TASK DETAILS: Set every record down again, exactly and completely.

ENTRIES SHOWN START

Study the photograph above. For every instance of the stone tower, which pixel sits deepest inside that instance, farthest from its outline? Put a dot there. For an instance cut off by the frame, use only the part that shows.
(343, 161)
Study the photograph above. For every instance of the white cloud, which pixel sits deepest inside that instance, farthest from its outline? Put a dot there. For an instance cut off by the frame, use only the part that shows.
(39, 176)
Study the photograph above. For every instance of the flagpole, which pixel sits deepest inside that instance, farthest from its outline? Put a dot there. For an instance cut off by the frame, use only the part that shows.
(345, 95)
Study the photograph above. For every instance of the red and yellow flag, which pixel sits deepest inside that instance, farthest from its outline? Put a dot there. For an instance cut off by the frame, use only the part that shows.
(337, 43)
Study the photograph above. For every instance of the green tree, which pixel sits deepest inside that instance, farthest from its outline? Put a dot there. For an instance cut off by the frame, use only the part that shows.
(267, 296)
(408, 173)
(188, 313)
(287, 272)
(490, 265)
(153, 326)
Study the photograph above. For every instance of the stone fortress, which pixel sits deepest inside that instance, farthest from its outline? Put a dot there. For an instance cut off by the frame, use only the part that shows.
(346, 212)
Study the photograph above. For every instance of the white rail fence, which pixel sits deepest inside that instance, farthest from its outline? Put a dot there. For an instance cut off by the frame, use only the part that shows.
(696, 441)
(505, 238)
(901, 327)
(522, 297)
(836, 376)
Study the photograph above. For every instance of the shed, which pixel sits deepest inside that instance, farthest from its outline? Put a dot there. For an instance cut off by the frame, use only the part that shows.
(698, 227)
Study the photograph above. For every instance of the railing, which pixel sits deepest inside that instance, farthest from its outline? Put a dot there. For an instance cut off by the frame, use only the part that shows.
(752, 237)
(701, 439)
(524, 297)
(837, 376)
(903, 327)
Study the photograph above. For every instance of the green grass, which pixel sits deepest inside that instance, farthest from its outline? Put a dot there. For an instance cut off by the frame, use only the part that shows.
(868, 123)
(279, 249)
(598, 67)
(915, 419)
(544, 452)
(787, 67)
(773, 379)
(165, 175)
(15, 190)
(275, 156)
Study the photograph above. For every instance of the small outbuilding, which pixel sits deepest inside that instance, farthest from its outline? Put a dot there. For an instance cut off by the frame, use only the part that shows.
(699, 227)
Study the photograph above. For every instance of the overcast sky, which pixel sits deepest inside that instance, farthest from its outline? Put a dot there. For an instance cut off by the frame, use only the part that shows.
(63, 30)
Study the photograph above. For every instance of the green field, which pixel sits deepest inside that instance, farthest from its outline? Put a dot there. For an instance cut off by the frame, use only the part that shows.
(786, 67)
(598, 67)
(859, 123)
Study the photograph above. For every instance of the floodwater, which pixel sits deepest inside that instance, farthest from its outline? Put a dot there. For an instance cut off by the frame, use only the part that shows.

ENTRIES SHOWN END

TASK RESULT:
Study the photograph above. For every instance of the stone tower, which pixel sits deepest inside that instance, farthest from its outline? Put a dot there. For an instance cut off by the frame, use only the part that shows.
(343, 161)
Study the photograph above. For every instance of the white cloud, which pixel sits deepest inside that instance, farthest from its outline? Put a dot there. For an instance cut off by the frame, use only the part that shows.
(39, 176)
Study the photograph above. For every instance of the flagpole, which pixel sits deepest inside that instance, farthest from its outline? Put a dot there. For an instance cut off by the frame, use only the part that shows.
(345, 95)
Study the photograph above. For every instance of the red and yellow flag, which pixel sits deepest inside that instance, farthest from its outline? Put a dot there. For an instance cut off by the frame, use only the part that shows.
(337, 43)
Study the photograph above. For every instance of the green tree, which pixel sits deepest inside that instance, farthest from its outline? Put a dot there. For an instance cut off by the frame, use only the part that shows.
(267, 296)
(408, 173)
(188, 313)
(287, 272)
(490, 265)
(153, 326)
Study the photograph above. For every instance of the stone fortress, which pixel sits deepest inside that instance, farthest from its outline? Put a dot there. For an instance cut off by the frame, use only the part that shows.
(346, 212)
Study the photograph above. For every instance of the white rail fence, which pixel sits deepest inside that instance, farthest from its outline? Put a dot there. For an instance cut off by the frame, use only the part that shows.
(696, 441)
(505, 238)
(901, 327)
(522, 297)
(836, 376)
Study the photograph above. For every instance of the shed, which pixel sits deepest inside that instance, farthest from its outline? Put a dot there. For an instance cut off by the frame, use only the part that shows.
(698, 227)
Study the photograph above. For every instance of the railing, which pixel sits deepest inside that instance, farthest from its outline? Put a dot there. For an instance cut off by the frame, use only the part that shows.
(752, 237)
(701, 439)
(524, 297)
(837, 376)
(903, 327)
Study the photograph above. For every instance of the green grass, which pixel sits deepest inside that instance, farthest from its outline? Put a dot there. For an instance cut off by the frame, use only the part that shows.
(868, 123)
(279, 249)
(598, 67)
(915, 419)
(544, 452)
(787, 67)
(773, 379)
(165, 175)
(15, 190)
(275, 156)
Study the photograph above. For every instance of the small outbuilding, which pixel sits deepest inside that instance, farthest from its outline? Put a dot there. For an instance cut off by the frame, use only the part that shows.
(699, 227)
Study the photograph above. For every instance of the overcast sky, which pixel sits deepest inside that instance, farthest from its outline? Put a dot there. For an instance cut off by the frame, use only the part that shows.
(63, 30)
Study the photograph above. For every instance of the green field, which pixel sits deepest inside that instance, farthest from its outline? Put a dot there. For an instance cut off by the frame, use only the part that shows.
(786, 67)
(598, 67)
(859, 123)
Study the photograph above. For every instance of the floodwater, which pixel sits deepest inside that instance, farthest from its outline? Put a dot there. For an instance cut off by the frame, use only the part that shows.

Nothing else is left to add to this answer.